==== DOCUMENT SECTION ====
By William Boston
BERLIN -- Mercedes-Benz owner Daimler AG Wednesday reported a near 50% drop in earnings last year and warned that it would take up to EUR1.5 billion ($1.7 billion) in additional charges, further impairing profits, in the wake of investigations into allegations that it cheated on diesel emissions.
Daimler shares fell slightly on the news and were down about 1% in morning trading on the Frankfurt Stock Exchange.
The earnings report is a fresh blow for the company, which is struggling to boost profits, faces criminal investigations in the U.S. and Europe, and is shouldering high investment costs in electric vehicles to meet Europe's timeline for cutting CO2 emissions by the end of this year.
The announcement comes a day after German prosecutors raided facilities of rival auto maker, Japan's Mitsubishi Motors Corp., after the country's motor vehicle authority alleged that some Mitsubishi brand models built after 2014 contained illegal software that manipulate emissions on diesel-powered vehicles.
In a preliminary report to financial markets on its 2019 earnings, Daimler said earnings before interest and taxes fell to EUR5.6 billion in 2019 from EUR11.1 billion the year before.
"Not included therein are anticipated additional expenses for ongoing governmental and court proceedings and measures relating to Mercedes-Benz diesel vehicles," the company said in the statement.
Daimler said it would accrue additional charges of EUR1.1 billion to EUR1.5 billion after already taking charges of EUR1.6 billion last year in connection with the diesel investigations. The company declined to comment on ongoing investigations.
Daimler said the charges would mainly affect its Mercedes-Benz Cars and Mercedes-Benz Vans divisions. Earnings at the car division fell to EUR3.7 billion from EUR7.2 billion and its return on sales was halved to 4%. The vans division swung to a EUR2.4 billion loss before earnings and taxes.
The earnings figures are preliminary and unaudited. Daimler is due to report its 2019 full-year and fourth-quarter financial statement on February 11.
==== DATA EXTRACTS ====
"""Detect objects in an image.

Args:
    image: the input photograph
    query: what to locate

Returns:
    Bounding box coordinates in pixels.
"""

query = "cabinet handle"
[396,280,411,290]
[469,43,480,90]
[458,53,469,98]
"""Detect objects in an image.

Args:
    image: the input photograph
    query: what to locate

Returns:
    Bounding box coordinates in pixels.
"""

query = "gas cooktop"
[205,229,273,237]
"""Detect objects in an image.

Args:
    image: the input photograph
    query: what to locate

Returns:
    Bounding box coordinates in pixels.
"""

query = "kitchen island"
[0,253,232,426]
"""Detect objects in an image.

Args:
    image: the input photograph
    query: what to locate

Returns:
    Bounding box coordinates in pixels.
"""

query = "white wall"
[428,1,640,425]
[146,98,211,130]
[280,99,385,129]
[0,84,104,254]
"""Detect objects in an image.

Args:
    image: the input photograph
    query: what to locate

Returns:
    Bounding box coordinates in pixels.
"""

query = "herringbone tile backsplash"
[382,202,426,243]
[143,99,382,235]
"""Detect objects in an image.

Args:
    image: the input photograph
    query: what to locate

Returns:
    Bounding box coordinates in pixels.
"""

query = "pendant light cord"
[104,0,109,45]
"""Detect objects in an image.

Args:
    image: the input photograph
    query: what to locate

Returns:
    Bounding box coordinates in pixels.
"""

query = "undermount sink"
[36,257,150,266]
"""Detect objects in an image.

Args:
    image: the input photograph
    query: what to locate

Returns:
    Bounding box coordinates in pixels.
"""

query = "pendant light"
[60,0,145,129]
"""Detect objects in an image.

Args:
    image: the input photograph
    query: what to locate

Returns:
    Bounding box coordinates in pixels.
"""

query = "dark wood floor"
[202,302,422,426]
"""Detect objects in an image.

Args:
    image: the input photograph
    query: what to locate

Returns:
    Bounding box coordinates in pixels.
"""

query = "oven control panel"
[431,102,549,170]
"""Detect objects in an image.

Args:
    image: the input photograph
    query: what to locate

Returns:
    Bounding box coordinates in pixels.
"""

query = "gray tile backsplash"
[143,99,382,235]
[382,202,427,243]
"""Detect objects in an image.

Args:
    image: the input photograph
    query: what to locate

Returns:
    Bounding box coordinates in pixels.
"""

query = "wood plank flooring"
====
### TASKS TO COMPLETE
1/ Print the passage of the Daimler earnings article from "The earnings figures" up to and including "on February 11.".
2/ According to the Daimler earnings article, what was Daimler's 2019 figure for earnings before interest and taxes?
3/ Pick up the Daimler earnings article where it stops and continue it.
The records are unrelated to the Daimler earnings article.

### ANSWER SET
1/
The earnings figures are preliminary and unaudited. Daimler is due to report its 2019 full-year and fourth-quarter financial statement on February 11.

2/ EUR5.6 billion, down from EUR11.1 billion the year before.

3/
The news from Daimler and Mitsubishi shows that the auto industry's diesel emissions-cheating scandal continues to widen more than four years after Volkswagen AG admitted to rigging millions of diesel engines with so-called defeat devices, costing VW more than $30 billion in fees, penalties and fines.
The illegal engine-control software enables a car to pass routine treadmill emissions tests but emit many times the accepted levels of toxic tailpipe emissions during normal driving.
Mitsubishi sold just 148,248 vehicles in Europe last year, but Daimler is a major player, selling 1.02 million Mercedes-Benz and Smart passenger cars in Europe last year, achieving 6.4% market share.
Daimler and its rivals in the once lucrative premium car industry, BMW AG and Audi AG, have been struggling to maintain lofty profit margins in the face of heightened competition, huge investments in electric vehicles and self-driving car technology, and legal woes from the diesel scandal and other issues.
While not affected by the diesel scandal, BMW has had to take charges against earnings in connection with a European antitrust investigation. The EU alleges that BMW and other car makers colluded on pricing for emissions technology.
BMW also said in December that the U.S. Securities and Exchange Commission is investigating its business practices on suspicion the company falsified sales data to boost its performance numbers in the U.S.
BMW has otherwise declined to comment on the matter. The SEC hasn't responded to requests for comment.